* **What you should do**
Below are some records; quote exactly the lines from the one that contains "Prompt: place one marker on each instance of the white ski" through the one that contains "Prompt: place one marker on each instance of the weathered", inclusive, and no others.

Dataset records:
=== Section Start ===
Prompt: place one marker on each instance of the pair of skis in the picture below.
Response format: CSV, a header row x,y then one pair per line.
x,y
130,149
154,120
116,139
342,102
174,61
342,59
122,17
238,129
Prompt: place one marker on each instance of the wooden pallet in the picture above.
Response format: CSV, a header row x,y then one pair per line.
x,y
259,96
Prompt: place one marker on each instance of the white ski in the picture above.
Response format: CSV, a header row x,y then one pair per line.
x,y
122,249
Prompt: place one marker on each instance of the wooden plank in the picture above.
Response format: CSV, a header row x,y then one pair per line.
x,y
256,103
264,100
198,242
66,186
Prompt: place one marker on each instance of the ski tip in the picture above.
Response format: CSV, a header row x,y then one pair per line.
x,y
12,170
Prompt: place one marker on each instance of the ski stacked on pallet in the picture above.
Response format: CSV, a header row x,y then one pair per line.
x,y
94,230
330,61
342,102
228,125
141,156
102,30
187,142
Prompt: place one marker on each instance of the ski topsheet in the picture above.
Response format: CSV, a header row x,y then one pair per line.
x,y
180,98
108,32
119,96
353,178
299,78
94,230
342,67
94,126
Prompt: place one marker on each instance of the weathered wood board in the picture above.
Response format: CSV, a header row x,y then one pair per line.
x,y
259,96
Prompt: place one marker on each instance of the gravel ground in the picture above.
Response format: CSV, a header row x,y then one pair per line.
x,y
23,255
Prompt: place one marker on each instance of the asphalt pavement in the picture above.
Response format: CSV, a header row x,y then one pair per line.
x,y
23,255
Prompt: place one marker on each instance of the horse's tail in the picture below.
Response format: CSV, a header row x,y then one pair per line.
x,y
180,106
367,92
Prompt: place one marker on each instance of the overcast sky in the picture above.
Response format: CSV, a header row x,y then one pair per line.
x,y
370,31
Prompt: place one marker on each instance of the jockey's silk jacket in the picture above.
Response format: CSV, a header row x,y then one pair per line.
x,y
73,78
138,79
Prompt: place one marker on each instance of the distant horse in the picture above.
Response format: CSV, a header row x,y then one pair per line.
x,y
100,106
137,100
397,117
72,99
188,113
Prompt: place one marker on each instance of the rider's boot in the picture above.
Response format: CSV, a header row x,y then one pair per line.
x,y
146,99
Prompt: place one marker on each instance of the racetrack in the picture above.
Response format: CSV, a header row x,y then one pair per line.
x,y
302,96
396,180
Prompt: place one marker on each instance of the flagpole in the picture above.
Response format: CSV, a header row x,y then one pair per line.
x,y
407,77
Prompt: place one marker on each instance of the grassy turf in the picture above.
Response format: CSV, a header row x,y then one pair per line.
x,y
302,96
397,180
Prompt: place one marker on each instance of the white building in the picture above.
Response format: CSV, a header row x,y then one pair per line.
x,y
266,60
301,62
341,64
=== Section End ===
* **Reply**
Prompt: place one marker on each instance of the white ski in the picture above.
Response format: CSV, a header row x,y then one pair per line.
x,y
122,249
Prompt: place one marker on each instance of the wooden plank in the picture above.
Response format: CSV, a header row x,y then one pair per line.
x,y
256,103
264,100
198,242
66,186
Prompt: place one marker on each instance of the ski tip in the picture above.
Response format: CSV, a header row x,y then one pair per line.
x,y
12,170
Prompt: place one marker on each instance of the ski stacked on pallet in the picture above.
Response format: CSV, a header row x,y then one pair per line.
x,y
94,230
330,61
342,102
228,125
141,156
102,30
187,142
Prompt: place one marker on each instance of the ski topsheet in the picture above.
Response format: CSV, a header row x,y then one pair per line.
x,y
180,98
108,32
119,96
353,178
299,78
94,230
342,67
94,126
Prompt: place one marker on each instance of the weathered wood board in the picture above.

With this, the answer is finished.